"""

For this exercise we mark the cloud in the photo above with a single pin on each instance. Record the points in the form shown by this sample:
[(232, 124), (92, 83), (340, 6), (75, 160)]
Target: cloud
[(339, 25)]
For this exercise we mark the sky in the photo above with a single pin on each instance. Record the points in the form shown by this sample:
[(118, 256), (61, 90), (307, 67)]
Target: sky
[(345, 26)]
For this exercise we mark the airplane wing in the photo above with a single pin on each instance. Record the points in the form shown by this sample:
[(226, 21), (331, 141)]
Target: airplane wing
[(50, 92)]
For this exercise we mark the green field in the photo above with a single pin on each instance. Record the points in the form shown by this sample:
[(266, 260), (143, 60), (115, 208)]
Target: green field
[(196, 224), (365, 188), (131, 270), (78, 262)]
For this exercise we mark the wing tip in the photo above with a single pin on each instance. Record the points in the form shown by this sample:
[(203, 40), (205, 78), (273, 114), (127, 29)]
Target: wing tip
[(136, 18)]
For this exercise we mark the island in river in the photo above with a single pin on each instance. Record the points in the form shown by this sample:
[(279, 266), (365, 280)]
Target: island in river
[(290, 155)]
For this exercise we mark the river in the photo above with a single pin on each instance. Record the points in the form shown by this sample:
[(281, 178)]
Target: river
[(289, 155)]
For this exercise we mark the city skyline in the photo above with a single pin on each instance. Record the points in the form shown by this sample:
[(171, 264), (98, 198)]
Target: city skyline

"""

Arrange every line of the data above as a JSON list of strings, one string per line, and leave out any blank lines.

[
  "For this exercise we mark the cloud in the photo above with a single pin on each instance. Record the points in the form shown by this sample:",
  "[(232, 124), (92, 83), (340, 6), (75, 160)]",
  "Target: cloud",
  "[(339, 25)]",
  "For this exercise we mark the sky in the photo above with a single pin on each instance. Record the points in the form shown by this sample:",
  "[(118, 256), (61, 90), (307, 67)]",
  "Target: sky",
  "[(345, 26)]",
  "For this exercise we mark the airplane wing in the photo above with a single pin on each instance. Record the points in the form shown by this sample:",
  "[(226, 21), (331, 141)]",
  "Target: airplane wing",
  "[(50, 92)]",
  "For this exercise we mark the green field in the photo above with a single pin on each instance. Record the points in the form shown by this sample:",
  "[(266, 260), (143, 60), (115, 208)]",
  "Target: green field",
  "[(196, 224), (365, 188), (131, 270), (78, 262)]",
  "For this exercise we mark the wing tip in the photo above with a single pin on each instance. Record the points in the form shown by this sample:",
  "[(203, 40), (205, 78), (273, 114), (127, 29)]",
  "Target: wing tip",
  "[(136, 18)]",
  "For this exercise we mark the island in river in the photo above with a single pin on each instance. Record the points in the form shown by this sample:",
  "[(279, 266), (365, 280)]",
  "Target: island in river",
  "[(290, 155)]",
  "For this exercise we mark the river in the photo above with a single pin on each instance. Record the points in the form shown by this sample:",
  "[(281, 178)]",
  "Target: river",
  "[(289, 155)]",
  "For this exercise we mark the city skyline in the photo above with a single pin on each instance. Record the points in the form shown by this sample:",
  "[(171, 264), (98, 198)]",
  "Target: city skyline"
]